§ **WORK ITEM**: Could you copy, exactly as written, every line from the first line of the records through the one containing "box: [5, 191, 30, 251]"?

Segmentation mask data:

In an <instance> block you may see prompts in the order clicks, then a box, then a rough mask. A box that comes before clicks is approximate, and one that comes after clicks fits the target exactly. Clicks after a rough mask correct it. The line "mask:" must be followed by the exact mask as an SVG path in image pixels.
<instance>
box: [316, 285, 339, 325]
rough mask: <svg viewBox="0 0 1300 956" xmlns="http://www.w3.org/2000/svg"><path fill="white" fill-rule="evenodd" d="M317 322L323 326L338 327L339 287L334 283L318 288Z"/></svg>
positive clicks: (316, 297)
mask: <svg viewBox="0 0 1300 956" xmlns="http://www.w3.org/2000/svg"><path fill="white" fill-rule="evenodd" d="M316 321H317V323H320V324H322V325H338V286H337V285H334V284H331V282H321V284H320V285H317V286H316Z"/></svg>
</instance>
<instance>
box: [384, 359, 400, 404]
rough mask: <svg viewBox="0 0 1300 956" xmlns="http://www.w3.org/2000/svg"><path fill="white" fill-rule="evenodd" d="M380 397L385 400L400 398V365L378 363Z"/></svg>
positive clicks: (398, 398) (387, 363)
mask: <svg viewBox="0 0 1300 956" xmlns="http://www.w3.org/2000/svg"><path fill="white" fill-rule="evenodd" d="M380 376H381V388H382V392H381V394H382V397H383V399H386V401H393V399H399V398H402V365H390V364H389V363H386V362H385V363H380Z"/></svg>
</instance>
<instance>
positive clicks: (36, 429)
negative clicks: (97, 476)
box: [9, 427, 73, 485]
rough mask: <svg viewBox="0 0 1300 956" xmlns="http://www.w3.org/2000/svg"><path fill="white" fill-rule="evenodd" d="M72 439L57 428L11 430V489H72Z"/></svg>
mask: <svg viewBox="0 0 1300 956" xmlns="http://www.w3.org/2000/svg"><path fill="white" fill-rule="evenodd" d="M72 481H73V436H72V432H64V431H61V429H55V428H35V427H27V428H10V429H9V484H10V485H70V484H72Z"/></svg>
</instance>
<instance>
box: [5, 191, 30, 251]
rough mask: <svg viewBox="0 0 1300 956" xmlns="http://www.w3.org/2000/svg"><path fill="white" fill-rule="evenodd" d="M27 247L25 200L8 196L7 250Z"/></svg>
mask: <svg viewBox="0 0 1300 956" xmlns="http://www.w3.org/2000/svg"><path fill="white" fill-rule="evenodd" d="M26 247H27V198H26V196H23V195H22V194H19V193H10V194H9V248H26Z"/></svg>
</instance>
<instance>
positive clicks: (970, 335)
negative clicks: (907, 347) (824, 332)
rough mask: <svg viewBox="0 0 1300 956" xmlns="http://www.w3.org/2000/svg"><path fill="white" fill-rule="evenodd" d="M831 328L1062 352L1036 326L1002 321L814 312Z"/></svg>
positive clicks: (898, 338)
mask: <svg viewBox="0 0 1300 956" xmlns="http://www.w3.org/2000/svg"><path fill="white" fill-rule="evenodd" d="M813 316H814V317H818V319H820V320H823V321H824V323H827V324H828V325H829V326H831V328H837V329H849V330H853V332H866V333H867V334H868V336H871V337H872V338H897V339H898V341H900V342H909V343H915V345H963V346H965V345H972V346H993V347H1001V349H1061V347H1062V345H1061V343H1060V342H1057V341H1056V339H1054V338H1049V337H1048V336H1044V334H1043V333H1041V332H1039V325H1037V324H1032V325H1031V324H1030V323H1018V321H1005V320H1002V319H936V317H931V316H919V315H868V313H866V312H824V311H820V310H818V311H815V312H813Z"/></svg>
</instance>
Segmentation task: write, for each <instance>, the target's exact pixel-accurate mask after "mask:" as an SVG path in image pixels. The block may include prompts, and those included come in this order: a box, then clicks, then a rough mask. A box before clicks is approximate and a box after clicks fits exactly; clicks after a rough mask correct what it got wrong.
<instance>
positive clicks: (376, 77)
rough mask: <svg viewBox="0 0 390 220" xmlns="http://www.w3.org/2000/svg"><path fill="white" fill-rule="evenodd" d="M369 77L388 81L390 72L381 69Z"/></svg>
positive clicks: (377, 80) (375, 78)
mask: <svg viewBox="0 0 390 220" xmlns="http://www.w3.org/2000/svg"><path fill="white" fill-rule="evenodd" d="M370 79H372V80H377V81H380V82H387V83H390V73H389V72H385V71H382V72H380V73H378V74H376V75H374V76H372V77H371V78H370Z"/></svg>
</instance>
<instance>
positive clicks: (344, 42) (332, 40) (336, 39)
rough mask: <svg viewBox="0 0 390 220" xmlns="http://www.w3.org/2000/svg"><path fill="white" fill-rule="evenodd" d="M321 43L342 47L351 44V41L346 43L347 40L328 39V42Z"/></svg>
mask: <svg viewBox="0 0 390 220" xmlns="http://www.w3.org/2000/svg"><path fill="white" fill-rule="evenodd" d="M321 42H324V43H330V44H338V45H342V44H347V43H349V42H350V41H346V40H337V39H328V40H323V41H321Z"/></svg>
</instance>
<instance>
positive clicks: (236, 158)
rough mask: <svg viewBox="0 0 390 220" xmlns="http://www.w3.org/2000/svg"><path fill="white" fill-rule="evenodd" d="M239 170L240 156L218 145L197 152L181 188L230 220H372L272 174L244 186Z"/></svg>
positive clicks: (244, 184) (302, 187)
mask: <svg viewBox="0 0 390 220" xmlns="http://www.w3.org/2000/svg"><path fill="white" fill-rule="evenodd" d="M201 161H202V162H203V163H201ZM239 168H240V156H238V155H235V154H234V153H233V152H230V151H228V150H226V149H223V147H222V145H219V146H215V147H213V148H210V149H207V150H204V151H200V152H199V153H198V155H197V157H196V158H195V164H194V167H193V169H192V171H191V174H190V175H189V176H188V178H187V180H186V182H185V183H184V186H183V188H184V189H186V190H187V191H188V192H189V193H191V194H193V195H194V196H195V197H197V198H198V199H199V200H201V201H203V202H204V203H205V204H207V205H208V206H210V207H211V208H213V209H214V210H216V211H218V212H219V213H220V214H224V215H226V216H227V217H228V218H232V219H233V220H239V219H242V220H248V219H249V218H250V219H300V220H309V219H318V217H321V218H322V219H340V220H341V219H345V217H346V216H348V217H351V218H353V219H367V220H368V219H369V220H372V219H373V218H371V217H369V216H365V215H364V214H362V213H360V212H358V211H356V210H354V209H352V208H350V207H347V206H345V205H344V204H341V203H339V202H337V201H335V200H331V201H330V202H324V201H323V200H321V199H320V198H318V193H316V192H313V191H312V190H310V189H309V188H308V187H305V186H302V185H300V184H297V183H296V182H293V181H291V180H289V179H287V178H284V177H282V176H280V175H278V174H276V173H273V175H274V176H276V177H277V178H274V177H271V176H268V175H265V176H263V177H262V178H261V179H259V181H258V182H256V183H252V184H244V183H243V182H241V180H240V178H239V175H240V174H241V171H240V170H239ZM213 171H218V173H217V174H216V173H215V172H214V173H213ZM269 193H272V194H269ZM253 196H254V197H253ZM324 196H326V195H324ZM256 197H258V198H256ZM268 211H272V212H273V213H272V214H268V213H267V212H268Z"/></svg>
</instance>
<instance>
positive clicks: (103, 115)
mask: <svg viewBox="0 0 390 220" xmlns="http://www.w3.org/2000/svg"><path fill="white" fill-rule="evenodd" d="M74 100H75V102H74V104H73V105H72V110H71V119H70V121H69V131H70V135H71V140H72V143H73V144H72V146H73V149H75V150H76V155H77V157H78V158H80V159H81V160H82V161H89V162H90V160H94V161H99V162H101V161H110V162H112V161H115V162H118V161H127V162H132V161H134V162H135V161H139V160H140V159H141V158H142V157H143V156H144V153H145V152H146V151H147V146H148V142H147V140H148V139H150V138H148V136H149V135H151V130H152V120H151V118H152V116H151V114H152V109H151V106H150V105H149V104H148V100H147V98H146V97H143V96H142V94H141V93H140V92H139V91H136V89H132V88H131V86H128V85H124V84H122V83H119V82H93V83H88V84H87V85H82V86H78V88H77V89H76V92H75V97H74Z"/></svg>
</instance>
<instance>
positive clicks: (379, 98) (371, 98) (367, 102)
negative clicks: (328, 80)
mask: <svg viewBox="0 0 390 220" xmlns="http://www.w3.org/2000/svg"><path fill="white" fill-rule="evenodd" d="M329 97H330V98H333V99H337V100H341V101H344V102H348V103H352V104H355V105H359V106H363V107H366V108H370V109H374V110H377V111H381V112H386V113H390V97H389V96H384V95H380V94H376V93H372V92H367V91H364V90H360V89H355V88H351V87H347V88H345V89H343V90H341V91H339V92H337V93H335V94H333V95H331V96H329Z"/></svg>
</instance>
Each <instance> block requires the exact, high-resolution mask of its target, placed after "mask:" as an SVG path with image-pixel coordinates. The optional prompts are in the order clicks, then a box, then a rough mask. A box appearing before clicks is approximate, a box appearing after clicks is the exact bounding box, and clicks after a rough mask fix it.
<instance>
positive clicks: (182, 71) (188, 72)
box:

§ **TASK RESPONSE**:
In an <instance> block you may see prompts in the order clicks, then a box, then a rough mask. A box that comes before clicks is approximate, and one that comes after clicks fits the target exactly. Clicks after a rough mask correct it. The line "mask:" must be followed by the exact mask as an SVG path in image pixels.
<instance>
box: [316, 285, 339, 325]
rough mask: <svg viewBox="0 0 1300 956" xmlns="http://www.w3.org/2000/svg"><path fill="white" fill-rule="evenodd" d="M317 322L323 326L338 327L339 287L334 283L318 288Z"/></svg>
positive clicks: (316, 297)
mask: <svg viewBox="0 0 1300 956" xmlns="http://www.w3.org/2000/svg"><path fill="white" fill-rule="evenodd" d="M316 321H317V323H320V324H322V325H338V286H337V285H334V284H331V282H321V284H320V285H317V286H316Z"/></svg>
</instance>
<instance>
box: [384, 359, 400, 404]
rough mask: <svg viewBox="0 0 1300 956" xmlns="http://www.w3.org/2000/svg"><path fill="white" fill-rule="evenodd" d="M380 397L385 400L400 398V365L378 363Z"/></svg>
positive clicks: (398, 398) (387, 363)
mask: <svg viewBox="0 0 1300 956" xmlns="http://www.w3.org/2000/svg"><path fill="white" fill-rule="evenodd" d="M380 376H381V388H382V392H381V394H382V397H383V399H386V401H393V399H399V398H402V365H390V364H389V363H386V362H385V363H380Z"/></svg>
</instance>
<instance>
positive clicks: (36, 429)
negative clicks: (97, 476)
box: [9, 427, 73, 485]
rough mask: <svg viewBox="0 0 1300 956" xmlns="http://www.w3.org/2000/svg"><path fill="white" fill-rule="evenodd" d="M72 439L57 428L11 430V489H72Z"/></svg>
mask: <svg viewBox="0 0 1300 956" xmlns="http://www.w3.org/2000/svg"><path fill="white" fill-rule="evenodd" d="M72 481H73V436H72V432H64V431H61V429H55V428H35V427H27V428H10V429H9V484H10V485H70V484H72Z"/></svg>
</instance>
<instance>
box: [5, 191, 30, 251]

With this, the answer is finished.